SÉRIE DE CONSIGNES:
(A) Reproduisez fidèlement le passage sur l’arrestation de Tsi Conrad, de "Le 23 décembre" à "détenu à ce jour.".
(B) Dupliquez sans aucune modification les lignes du listing, de la ligne contenant "formatted like [101,353]." jusqu’à la dernière ligne du listing, toutes deux comprises.

PASSAGE DONNÉ:
========

Ses images ont permis de rendre compte de la réalité des répressions qui s’en sont suivies : usage excessif de la force létale, arrestations massives, usage de la torture, humiliations et intimidations…Tsi Conrad a distribué ses images à des journalistes et en a publié sur divers médias sociaux.

Le 8 décembre 2016, alors qu’il filmait une nouvelle manifestation au cours de laquelle des policiers avaient tiré à balles réelles, des militaires ont arrêté Tsi Conrad, sous la menace de leurs armes. Son appareil photo a été détruit et il a été conduit dans un poste de police de Bamenda. Sous la torture, il a signé des aveux selon lesquels il était l’un des meneurs de la manifestation sécessionniste. Il a ensuite été transféré à Yaoundé dans les locaux de la Direction de la surveillance du territoire (DST). 

Le 23 décembre 2016, après deux semaines de détention au secret, Tsi Conrad a été transféré à la Prison centrale de Yaoundé, où il est encore détenu à ce jour.

========

DONNÉES FOURNIES:
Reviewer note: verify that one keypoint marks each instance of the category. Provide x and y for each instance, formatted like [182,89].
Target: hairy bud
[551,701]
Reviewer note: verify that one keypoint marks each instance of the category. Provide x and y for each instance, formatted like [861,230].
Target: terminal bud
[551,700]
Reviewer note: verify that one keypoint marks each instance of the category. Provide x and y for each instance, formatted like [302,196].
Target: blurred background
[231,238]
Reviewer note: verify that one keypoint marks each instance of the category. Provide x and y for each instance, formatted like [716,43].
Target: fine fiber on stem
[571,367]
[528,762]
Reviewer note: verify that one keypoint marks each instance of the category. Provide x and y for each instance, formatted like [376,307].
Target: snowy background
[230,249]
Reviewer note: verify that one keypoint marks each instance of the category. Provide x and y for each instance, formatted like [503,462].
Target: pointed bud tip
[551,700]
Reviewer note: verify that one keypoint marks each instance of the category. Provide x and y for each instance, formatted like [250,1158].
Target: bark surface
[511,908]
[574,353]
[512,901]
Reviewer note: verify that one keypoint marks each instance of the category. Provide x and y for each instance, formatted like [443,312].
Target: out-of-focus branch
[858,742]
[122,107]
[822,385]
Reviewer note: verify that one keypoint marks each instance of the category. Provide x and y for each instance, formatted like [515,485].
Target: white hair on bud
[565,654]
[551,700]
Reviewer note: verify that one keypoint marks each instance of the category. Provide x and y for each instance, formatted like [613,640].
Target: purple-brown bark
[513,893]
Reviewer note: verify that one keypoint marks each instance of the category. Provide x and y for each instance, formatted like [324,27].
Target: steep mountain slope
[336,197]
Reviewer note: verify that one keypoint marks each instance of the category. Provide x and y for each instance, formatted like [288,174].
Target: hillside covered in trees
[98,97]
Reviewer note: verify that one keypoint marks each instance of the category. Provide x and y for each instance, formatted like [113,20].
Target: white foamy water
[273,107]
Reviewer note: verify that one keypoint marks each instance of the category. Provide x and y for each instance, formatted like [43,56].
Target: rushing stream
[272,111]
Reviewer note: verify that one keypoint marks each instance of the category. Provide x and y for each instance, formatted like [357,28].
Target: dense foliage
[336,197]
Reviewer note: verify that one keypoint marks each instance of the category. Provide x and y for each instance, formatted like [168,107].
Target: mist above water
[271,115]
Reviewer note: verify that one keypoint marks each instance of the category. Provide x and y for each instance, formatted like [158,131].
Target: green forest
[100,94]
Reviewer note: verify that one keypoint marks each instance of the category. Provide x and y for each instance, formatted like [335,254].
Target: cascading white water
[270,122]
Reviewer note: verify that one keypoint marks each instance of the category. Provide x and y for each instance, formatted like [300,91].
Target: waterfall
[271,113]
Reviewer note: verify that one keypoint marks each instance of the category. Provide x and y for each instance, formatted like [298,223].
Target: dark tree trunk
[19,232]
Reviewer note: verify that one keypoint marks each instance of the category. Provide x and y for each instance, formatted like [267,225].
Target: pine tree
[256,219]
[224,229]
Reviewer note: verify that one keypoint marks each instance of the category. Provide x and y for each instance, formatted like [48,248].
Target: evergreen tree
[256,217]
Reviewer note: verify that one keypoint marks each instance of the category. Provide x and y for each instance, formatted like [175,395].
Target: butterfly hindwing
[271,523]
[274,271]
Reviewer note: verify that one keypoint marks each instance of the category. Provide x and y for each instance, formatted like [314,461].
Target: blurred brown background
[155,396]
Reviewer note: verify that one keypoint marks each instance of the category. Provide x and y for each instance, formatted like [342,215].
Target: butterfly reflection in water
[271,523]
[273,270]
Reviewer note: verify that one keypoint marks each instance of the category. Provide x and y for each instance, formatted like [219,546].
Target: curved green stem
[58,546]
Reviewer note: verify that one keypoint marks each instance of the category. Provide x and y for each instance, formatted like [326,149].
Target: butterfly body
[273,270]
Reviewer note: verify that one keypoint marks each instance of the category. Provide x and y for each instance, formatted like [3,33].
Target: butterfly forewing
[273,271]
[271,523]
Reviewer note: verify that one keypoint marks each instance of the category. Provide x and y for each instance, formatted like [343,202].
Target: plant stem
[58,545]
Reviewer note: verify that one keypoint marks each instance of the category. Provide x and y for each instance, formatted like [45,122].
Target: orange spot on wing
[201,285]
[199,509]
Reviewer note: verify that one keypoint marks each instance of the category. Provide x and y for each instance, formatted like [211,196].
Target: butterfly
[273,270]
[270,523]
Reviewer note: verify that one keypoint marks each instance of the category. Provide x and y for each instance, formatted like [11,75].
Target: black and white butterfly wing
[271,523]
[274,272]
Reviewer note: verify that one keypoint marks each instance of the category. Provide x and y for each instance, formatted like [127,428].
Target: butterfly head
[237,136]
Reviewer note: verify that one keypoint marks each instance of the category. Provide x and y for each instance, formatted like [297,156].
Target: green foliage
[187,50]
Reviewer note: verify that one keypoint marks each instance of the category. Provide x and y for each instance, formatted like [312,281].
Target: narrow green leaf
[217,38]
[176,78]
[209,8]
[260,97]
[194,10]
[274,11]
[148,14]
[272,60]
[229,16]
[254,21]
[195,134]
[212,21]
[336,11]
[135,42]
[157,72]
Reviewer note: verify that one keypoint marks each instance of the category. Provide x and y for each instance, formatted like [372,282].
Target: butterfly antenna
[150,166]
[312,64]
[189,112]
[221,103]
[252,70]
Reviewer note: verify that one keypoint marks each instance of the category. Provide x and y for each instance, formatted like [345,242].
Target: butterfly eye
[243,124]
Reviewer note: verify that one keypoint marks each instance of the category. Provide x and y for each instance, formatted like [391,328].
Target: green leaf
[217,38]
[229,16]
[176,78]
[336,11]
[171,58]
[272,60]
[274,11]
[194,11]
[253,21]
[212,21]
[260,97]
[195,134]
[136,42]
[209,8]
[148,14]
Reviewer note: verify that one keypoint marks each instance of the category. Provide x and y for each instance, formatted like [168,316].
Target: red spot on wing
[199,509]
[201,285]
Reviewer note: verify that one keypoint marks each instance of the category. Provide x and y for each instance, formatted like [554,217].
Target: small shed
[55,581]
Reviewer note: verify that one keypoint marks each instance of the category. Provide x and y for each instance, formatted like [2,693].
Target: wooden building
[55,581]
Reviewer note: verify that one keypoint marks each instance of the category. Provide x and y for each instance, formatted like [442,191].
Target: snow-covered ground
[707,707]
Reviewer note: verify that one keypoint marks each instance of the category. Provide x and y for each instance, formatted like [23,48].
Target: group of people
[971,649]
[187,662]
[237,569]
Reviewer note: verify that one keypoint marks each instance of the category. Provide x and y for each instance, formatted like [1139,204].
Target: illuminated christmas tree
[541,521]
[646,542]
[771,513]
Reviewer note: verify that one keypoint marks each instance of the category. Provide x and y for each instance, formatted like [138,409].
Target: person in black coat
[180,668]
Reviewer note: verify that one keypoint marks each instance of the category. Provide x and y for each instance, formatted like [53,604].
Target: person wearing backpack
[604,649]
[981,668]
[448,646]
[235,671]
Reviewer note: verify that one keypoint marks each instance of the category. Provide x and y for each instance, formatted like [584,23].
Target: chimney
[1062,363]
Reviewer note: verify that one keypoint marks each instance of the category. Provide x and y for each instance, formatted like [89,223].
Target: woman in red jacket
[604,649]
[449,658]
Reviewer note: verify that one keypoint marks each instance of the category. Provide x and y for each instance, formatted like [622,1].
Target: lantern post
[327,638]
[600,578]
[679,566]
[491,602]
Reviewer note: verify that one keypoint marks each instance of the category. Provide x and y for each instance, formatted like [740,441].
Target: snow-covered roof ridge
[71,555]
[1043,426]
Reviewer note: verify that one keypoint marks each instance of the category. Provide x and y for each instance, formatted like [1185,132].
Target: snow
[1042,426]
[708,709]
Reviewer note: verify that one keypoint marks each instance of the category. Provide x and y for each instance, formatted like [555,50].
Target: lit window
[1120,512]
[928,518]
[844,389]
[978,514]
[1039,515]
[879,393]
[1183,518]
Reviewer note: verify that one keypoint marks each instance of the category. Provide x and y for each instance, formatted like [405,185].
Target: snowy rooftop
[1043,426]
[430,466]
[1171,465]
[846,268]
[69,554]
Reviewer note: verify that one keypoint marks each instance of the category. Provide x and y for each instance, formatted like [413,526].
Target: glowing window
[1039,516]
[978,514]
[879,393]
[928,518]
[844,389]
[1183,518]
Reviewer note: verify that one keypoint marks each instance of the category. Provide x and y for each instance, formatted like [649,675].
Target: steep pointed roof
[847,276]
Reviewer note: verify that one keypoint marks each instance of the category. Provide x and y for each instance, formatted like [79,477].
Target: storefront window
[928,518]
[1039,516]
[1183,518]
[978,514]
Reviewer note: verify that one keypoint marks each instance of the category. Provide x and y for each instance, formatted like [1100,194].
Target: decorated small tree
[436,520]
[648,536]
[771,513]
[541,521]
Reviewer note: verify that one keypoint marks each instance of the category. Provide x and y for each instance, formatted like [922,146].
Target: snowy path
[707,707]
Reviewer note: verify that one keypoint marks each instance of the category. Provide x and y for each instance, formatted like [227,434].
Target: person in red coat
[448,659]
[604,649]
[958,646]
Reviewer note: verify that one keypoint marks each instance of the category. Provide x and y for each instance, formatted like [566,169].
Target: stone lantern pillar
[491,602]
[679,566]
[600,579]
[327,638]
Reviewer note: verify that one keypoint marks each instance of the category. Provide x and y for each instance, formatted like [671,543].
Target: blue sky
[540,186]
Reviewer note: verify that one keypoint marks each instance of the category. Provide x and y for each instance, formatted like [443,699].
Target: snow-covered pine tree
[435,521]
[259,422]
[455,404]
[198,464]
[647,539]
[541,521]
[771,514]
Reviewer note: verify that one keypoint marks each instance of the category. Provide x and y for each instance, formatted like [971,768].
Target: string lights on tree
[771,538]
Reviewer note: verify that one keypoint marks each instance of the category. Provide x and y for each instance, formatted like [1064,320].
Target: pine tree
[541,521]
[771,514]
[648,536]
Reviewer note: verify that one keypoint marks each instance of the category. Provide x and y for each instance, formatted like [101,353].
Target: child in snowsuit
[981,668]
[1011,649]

========

RÉPONSES PROPOSÉES:
(A)
Le 23 décembre 2016, après deux semaines de détention au secret, Tsi Conrad a été transféré à la Prison centrale de Yaoundé, où il est encore détenu à ce jour.

(B)
Reviewer note: verify that one keypoint marks each instance of the category. Provide x and y for each instance, formatted like [101,353].
Target: child in snowsuit
[981,668]
[1011,649]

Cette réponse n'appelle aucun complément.